**Exercise set:**
• a. From the excerpt on Google Ads conversion actions, list the categories that a clear conversion map distinguishes, according to the paragraph beginning "A technically sound account".
• b. Please rewrite the paragraph in the excerpt on Google Ads conversion actions that begins "A direct Google Ads tag" as a short list, one item per source, keeping its main facts.

**Excerpt to read:**
Conversion actions in Google Ads are not just a name and tag. Each action has a source, category, primary/secondary status, count, value, conversion window, attribution settings, and import rules.

Short Answer

Conversion actions in Google Ads are not just a name and tag. Each action has a source, category, primary/secondary status, count, value, conversion window, attribution settings, diagnostics, and sometimes import rules and a relationship to account-default or campaign-specific goals. If you configure this incorrectly, Smart Bidding can learn from clicks, duplicates, or historical events with no business value.

A technically sound account has a clear conversion map: what is the business goal, what is an intermediate step, what is only diagnostics, what is imported offline, what is deduplicated, and what will never be used for bidding.

Source: Google Ads Tag, GA4 Import, Offline Import, Or API

A direct Google Ads tag gives the ad system a more direct signal. GA4 import is convenient and often usable, but it can introduce differences in attribution, delay, or event definition. Offline import is essential for lead generation and deals closed outside the website. API or Data Manager makes sense for robust automation.

**Records supplied:**
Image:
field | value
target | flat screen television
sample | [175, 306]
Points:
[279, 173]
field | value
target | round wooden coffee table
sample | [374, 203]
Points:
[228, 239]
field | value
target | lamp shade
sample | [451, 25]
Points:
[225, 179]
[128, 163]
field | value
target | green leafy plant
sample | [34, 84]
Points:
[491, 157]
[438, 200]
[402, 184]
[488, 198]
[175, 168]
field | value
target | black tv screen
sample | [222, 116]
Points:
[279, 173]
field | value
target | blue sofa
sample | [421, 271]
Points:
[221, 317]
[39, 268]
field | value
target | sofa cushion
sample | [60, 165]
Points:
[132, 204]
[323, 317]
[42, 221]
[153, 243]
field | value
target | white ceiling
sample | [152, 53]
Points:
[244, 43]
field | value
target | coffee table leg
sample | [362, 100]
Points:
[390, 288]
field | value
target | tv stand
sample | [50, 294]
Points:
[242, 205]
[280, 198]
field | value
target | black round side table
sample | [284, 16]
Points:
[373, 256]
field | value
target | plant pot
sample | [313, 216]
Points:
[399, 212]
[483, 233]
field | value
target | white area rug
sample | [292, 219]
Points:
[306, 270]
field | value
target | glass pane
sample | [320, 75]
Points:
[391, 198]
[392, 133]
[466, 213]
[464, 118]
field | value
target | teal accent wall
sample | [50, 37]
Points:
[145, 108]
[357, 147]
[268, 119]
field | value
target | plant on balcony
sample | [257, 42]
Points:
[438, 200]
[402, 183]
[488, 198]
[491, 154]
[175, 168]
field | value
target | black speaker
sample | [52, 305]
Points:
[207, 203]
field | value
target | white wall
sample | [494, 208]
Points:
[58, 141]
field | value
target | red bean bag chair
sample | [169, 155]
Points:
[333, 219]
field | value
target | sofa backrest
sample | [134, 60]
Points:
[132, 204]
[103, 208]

**Solutions to the problems:**
• a.
- The business goal
- Intermediate steps
- What is only diagnostics
- What is imported offline
- What is deduplicated
- What will never be used for bidding

• b.
- Direct Google Ads tag: gives the ad system a more direct signal.
- GA4 import: convenient and often usable, but can introduce differences in attribution, delay, or event definition.
- Offline import: essential for lead generation and deals closed outside the website.
- API or Data Manager: makes sense for robust automation.